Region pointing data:
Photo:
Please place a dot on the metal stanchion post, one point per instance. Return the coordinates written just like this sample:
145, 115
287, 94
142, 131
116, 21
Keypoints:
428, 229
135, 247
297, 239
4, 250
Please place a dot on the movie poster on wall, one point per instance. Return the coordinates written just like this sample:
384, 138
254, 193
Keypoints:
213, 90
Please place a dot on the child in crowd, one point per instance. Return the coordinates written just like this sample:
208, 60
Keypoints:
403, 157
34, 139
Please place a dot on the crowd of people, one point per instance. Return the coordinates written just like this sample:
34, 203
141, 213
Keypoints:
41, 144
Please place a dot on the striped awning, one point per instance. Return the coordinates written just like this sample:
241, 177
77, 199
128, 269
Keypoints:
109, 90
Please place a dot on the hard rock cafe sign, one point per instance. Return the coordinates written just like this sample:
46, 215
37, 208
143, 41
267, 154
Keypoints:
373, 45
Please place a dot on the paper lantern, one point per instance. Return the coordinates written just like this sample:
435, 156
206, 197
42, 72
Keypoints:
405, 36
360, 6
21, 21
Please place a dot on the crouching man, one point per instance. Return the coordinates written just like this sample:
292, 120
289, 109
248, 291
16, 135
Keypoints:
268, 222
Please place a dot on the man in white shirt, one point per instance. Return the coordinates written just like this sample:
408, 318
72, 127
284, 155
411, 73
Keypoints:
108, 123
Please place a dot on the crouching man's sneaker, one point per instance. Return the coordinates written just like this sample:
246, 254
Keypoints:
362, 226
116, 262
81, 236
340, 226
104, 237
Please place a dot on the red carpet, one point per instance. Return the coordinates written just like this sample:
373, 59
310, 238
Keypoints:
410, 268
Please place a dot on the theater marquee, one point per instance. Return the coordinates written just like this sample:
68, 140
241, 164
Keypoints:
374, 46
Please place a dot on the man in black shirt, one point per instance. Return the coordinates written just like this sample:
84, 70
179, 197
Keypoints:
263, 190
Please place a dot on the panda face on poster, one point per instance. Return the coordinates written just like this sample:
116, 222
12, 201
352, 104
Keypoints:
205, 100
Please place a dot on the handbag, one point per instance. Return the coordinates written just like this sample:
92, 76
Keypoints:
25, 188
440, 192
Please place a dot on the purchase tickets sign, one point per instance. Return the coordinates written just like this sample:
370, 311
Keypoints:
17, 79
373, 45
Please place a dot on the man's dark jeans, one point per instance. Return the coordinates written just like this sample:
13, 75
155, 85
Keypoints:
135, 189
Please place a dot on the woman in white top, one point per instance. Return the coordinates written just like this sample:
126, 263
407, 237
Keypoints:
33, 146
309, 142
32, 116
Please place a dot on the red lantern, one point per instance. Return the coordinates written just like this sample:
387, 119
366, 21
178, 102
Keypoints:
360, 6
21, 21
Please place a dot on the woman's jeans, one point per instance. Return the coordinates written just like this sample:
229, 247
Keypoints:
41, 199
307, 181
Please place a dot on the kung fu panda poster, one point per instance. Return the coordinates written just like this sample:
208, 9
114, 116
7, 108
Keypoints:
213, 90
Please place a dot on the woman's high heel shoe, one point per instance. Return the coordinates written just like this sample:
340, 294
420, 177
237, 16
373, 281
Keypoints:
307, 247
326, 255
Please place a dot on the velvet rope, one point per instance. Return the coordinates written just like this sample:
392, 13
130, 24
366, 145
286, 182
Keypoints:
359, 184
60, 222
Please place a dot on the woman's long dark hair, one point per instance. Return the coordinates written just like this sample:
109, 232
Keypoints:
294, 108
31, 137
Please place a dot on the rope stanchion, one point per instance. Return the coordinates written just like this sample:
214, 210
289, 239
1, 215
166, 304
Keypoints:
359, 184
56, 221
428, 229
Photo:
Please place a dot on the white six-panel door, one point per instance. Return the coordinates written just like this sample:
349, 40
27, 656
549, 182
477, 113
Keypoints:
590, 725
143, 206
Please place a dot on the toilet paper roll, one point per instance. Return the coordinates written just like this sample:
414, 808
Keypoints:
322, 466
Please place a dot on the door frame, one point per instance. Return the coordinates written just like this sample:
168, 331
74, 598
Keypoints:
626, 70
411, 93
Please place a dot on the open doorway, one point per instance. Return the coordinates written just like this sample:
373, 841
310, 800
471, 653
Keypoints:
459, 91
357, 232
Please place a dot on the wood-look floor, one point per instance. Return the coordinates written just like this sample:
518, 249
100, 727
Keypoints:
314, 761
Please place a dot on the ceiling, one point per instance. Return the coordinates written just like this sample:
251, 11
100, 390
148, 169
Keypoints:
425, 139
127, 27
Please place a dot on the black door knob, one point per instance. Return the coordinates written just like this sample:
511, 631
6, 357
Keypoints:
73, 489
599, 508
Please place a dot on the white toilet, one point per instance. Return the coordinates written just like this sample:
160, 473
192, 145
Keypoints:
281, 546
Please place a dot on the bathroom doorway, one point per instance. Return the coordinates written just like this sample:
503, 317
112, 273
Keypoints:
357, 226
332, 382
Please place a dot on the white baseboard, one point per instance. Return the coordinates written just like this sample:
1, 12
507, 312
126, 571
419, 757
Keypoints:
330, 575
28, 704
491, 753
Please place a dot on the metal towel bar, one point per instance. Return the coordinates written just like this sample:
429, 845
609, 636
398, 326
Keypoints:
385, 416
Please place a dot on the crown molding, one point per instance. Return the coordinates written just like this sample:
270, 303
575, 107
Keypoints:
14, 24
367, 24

Instructions for the task ::
Retype the records in their entirety, matching each one exactly.

Answer space ::
Photo:
Please place a dot on the metal stanchion post, one point per instance. Return the coordinates written just like this sample:
145, 115
287, 94
142, 131
116, 21
Keypoints:
428, 229
135, 247
297, 239
4, 250
Please place a dot on the movie poster on wall, one point per instance. Return the coordinates written just like this sample:
384, 138
254, 193
Keypoints:
213, 90
Please place a dot on the child in crowd, one point per instance. Return the coordinates written just like this sample:
208, 60
Keypoints:
403, 157
34, 139
Please place a dot on the crowd of people, one point per instance. Return the coordinates written just like this sample:
34, 203
141, 213
Keypoints:
41, 144
Please place a dot on the striped awning, one point per instance. Return the coordinates written just like this sample:
241, 177
77, 199
128, 269
Keypoints:
109, 90
Please place a dot on the hard rock cafe sign, one point per instance. Return the coordinates written just like this sample:
46, 215
37, 208
143, 41
267, 154
Keypoints:
373, 45
Please place a dot on the paper lantern, one point per instance. Return the coordinates written just like this sample:
435, 156
206, 197
42, 72
Keypoints:
405, 36
360, 6
21, 21
Please place a dot on the crouching man, one point per instance. Return the coordinates written just like this sample:
292, 120
289, 109
248, 291
16, 135
Keypoints:
268, 222
Please place a dot on the man in white shirt, one point per instance. Return the coordinates written just like this sample:
408, 318
72, 127
284, 155
411, 73
Keypoints:
108, 123
Please place a dot on the crouching man's sneaker, one point per instance. Return the coordinates written just like this sample:
246, 254
Keypoints:
362, 226
116, 262
81, 236
340, 226
104, 237
Please place a dot on the red carpet, one point per instance. Return the coordinates written just like this sample:
373, 59
310, 238
Keypoints:
410, 268
Please place a dot on the theater marquee, one point per instance. Return the coordinates written just like this sample:
68, 140
241, 164
Keypoints:
374, 46
Please place a dot on the man in black shirt, one point per instance. Return the coordinates written just like this sample:
84, 70
179, 197
Keypoints:
263, 190
Please place a dot on the panda face on poster, one point per instance. Return the coordinates written just like this sample:
116, 222
12, 201
352, 104
Keypoints:
205, 100
Please place a dot on the handbag, one point per instance. Return the coordinates written just like this sample:
92, 76
Keypoints:
25, 188
440, 192
Please place a dot on the purchase tickets sign, one point per instance. Return the coordinates written just like this sample:
370, 311
Keypoints:
17, 79
373, 45
Please place a dot on the man's dark jeans, one point per instance. Return the coordinates written just like this sample:
13, 75
155, 85
Keypoints:
135, 189
Please place a dot on the woman in white top, one point per instance. Return the coordinates written just like this sample:
126, 263
407, 237
Keypoints:
33, 146
309, 142
32, 116
Please place a dot on the red lantern, one point per instance. Return the coordinates written just like this sample:
387, 119
366, 21
178, 102
Keypoints:
360, 6
21, 21
Please place a dot on the woman's jeans, one point per instance. Return the coordinates written just like this sample:
229, 247
Keypoints:
41, 199
307, 181
Please place a dot on the kung fu panda poster, one point per instance. Return the coordinates written just like this sample:
208, 9
114, 116
7, 108
Keypoints:
213, 90
Please place a dot on the woman's high heel shoe, one point per instance. Return the coordinates written just like this sample:
340, 294
420, 177
237, 16
373, 281
Keypoints:
307, 247
326, 255
Please place a dot on the velvet rope, one point per instance. Return the coordinates written just like this sample:
392, 13
130, 24
366, 145
286, 182
Keypoints:
359, 184
60, 222
Please place a dot on the woman's long dark hair, one point per instance. Return the coordinates written just like this sample:
109, 232
Keypoints:
294, 108
31, 137
Please place a dot on the rope stanchion, one point per instance. Return the coordinates written just like this sample:
214, 210
289, 239
1, 215
166, 304
Keypoints:
359, 184
56, 221
428, 229
Photo:
Please place a dot on the white six-panel door, one point per instance. Return the coordinates written just like this sample:
349, 40
27, 656
549, 182
477, 113
Keypoints:
590, 725
143, 206
Please place a dot on the toilet paper roll, one point per instance. Return the coordinates written just like this sample:
414, 808
Keypoints:
322, 466
Please place a dot on the door frame, one point per instance. Return the coordinates written just like this sample:
168, 331
74, 598
Keypoints:
626, 70
411, 93
Please place a dot on the open doorway, one point per instance. Return the coordinates written just like this sample:
373, 841
310, 800
471, 653
Keypoints:
459, 91
357, 232
Please place a dot on the wood-look floor, one point per instance. Return the coordinates written just like this sample:
518, 249
100, 727
Keypoints:
314, 761
Please place a dot on the ceiling, one point per instance. Return the coordinates written just like this sample:
251, 11
100, 390
148, 169
Keypoints:
425, 139
127, 27
Please place a dot on the black door knob, one point per instance. Return the coordinates written just like this sample:
511, 631
6, 357
Keypoints:
73, 489
599, 508
Please place a dot on the white toilet, one point per instance. Return the coordinates written just like this sample:
160, 473
192, 145
Keypoints:
281, 546
Please place a dot on the bathroom doorway, one point per instance. Return the coordinates written just like this sample:
503, 317
112, 273
Keypoints:
357, 226
332, 382
Please place a dot on the white baseboard, one point per instance. Return the coordinates written just like this sample:
1, 12
507, 312
126, 571
419, 757
Keypoints:
330, 575
28, 704
491, 753
Please place a dot on the metal towel bar, one point per instance. Return the coordinates written just like this sample:
429, 845
609, 636
398, 326
Keypoints:
385, 416
Please place a dot on the crown molding, one point per instance. Return the coordinates written just like this sample:
270, 303
575, 107
Keypoints:
14, 24
367, 24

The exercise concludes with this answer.